Dataset excerpt:

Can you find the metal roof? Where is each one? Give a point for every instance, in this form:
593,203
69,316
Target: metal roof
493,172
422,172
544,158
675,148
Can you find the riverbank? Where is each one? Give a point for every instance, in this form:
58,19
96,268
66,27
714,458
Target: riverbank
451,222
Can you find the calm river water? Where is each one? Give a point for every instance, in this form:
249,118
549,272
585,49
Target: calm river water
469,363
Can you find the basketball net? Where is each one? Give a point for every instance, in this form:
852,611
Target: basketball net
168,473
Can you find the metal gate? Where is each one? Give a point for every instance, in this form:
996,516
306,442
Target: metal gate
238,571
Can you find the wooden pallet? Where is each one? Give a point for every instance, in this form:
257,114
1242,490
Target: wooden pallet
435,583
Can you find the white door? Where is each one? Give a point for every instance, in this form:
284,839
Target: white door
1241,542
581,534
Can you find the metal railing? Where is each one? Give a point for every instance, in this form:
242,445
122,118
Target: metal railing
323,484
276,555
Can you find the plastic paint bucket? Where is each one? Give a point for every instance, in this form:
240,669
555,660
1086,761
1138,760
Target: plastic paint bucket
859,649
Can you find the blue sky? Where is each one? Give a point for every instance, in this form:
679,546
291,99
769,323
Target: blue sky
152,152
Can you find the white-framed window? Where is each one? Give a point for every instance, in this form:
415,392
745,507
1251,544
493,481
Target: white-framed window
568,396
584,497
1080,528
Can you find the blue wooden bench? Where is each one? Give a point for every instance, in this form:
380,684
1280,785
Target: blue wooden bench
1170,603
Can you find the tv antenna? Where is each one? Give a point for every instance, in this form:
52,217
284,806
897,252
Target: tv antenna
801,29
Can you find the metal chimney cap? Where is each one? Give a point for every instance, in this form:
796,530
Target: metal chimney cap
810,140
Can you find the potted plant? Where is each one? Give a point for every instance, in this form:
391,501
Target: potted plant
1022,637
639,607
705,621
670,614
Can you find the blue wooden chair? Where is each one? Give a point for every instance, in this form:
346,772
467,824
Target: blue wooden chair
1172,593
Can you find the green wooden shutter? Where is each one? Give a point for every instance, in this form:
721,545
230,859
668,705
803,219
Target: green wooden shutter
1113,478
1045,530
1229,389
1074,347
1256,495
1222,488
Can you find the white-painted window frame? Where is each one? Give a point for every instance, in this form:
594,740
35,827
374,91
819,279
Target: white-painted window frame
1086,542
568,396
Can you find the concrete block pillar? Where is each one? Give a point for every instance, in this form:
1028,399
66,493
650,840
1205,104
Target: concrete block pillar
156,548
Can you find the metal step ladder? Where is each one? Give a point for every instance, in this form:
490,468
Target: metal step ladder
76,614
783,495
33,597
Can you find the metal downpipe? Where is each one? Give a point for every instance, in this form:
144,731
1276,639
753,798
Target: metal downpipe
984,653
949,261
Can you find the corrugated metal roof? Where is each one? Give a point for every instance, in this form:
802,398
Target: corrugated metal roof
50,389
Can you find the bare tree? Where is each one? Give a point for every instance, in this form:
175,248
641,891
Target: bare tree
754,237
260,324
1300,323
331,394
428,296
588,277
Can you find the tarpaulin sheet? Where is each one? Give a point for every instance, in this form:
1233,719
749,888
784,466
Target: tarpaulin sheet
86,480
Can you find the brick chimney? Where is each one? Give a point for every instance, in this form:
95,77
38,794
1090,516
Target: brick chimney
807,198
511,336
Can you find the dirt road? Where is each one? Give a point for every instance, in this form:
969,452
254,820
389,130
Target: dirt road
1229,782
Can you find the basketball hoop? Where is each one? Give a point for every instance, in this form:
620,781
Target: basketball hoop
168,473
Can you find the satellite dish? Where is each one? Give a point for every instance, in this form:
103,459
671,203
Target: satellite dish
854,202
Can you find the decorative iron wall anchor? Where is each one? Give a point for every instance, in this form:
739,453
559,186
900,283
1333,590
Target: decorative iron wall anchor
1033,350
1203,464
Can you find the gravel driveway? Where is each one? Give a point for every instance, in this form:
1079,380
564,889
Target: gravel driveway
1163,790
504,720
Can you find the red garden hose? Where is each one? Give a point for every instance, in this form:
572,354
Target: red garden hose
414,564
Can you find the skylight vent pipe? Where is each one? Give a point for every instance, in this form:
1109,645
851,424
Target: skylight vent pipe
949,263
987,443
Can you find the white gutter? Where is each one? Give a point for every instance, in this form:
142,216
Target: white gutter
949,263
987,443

▶ SHORT EXERCISE
Return verbatim everything from the line containing "Can you find the red" down to the end of the entries.

▶ RESULT OF THE TASK
Can you find the red garden hose? Where is each one? Give a point for every instance, in this form:
572,354
Target: red garden hose
414,564
Can you find the skylight vent pipe? Where is each one? Give a point for every instance, in this form:
1109,645
851,424
Target: skylight vent pipe
949,263
987,443
Can you find the white gutter? Where is each one? Give a point for every instance, in this form:
142,216
Target: white gutter
949,263
987,443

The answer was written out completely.